* BEGIN Extract provided *

With the onset of mass society following the First World War, authors and publishers across Europe experimented with both the content and visual design of children's books and particularly reading primers, spearheaded by the young Soviet avant-garde.18 Yet this hardly affected history manuals. First published in 1921, Mikhail Pokrovsky's Russian History in Its Briefest Outline, the first Soviet history textbook, went through fifteen editions until 1934, after which it was banned as heretical. Each new edition was more richly illustrated than the last, but the pictures belonged to traditional genres: historical paintings, drawings, or documents grouped together in rectangular ensembles separated by dozens of pages of uninterrupted text. (Conversely, the authors and illustrators of Soviet historical fiction for children were called upon to emancipate themselves from historical documents.19)
Even after visuals became fixtures of history textbooks, there were several reasons why authors might be reluctant to include them at all. All of these reservations remain relevant to present-day debates. First there was the concern that not all eras could be illustrated with images of equal quality and historical accuracy.20 Then there was historians’ traditional mistrust of images as accurate representations of historical events and as pedagogical devices. Wariness of hyper-visualism in history education mirrors longstanding apprehensions about an excessive reliance on visuals in the study of history, perhaps most famously expressed in Johan Huizinga's The Waning of the Middle Ages in 1919, itself a classic of visual history, and reactions to this book.21 If anything, this wariness only increased with rising technical sophistication: historians, textbook authors, and regulators were not easily duped by photography's claim to objectivity. In the 1920s, the Finnish history “curriculum stated that verbal presentation was preferred given the fact that there was no guarantee that the images were not merely a product of the illustrator's or photographer's imagination.”22
Beyond questions of accuracy, authenticity, and representation, some have also voiced concerns over visuality's effects on acquiring a cohesive historical understanding. In 1986, the Columbia University historian Jacques Barzun lamented that textbooks are “printed in a manner that encourages the habit of hop, skip, and jump: each double spread in quarto size is filled with pictures, maps, charts, and diagrams in four colors.…Picture and caption do all the work.”23 Whether or not one shares Barzun's concerns, there is clearly no going back to a more textually centered presentation. In our digital age, the entire design of history textbooks is now often determined by visual elements present on every page. It is important to note, however, that the intensity of this pictorial turn varies considerably from one country to another. In the former Soviet countries, going by Mischa Gabowitsch's quantitative study of chapters about the Second World War in this issue, history textbooks published in the second decade of the twenty-first century still feature less than one illustration per page on average.
Visual Studies Meet Textbook Research
Even this cursory overview shows that the visual dimension of history textbooks is by no means a new topic. And yet for a long time discussion of it was largely confined to applied contexts. Textbook authors, publishers, illustrators, teachers, and censors or regulators might argue about the uses and selection of specific illustrations for specific purposes, but such debates rarely touched upon the most fundamental questions of visuality.

* END Extract provided *
* BEGIN Information given *

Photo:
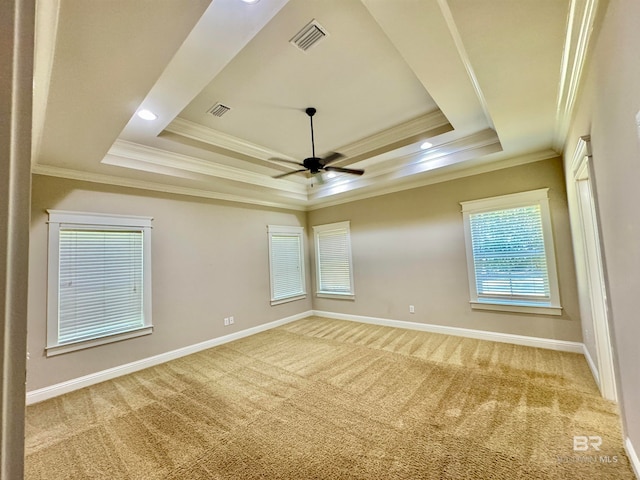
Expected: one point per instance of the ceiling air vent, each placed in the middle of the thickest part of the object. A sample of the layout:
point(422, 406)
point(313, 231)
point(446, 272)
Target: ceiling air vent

* END Information given *

Requirements>
Reproduce word for word the part of the passage on history textbook illustrations starting at "Visual Studies Meet" and ending at "questions of visuality.". The records are separate material and have no connection to the passage on history textbook illustrations.

Output of the task>
Visual Studies Meet Textbook Research
Even this cursory overview shows that the visual dimension of history textbooks is by no means a new topic. And yet for a long time discussion of it was largely confined to applied contexts. Textbook authors, publishers, illustrators, teachers, and censors or regulators might argue about the uses and selection of specific illustrations for specific purposes, but such debates rarely touched upon the most fundamental questions of visuality.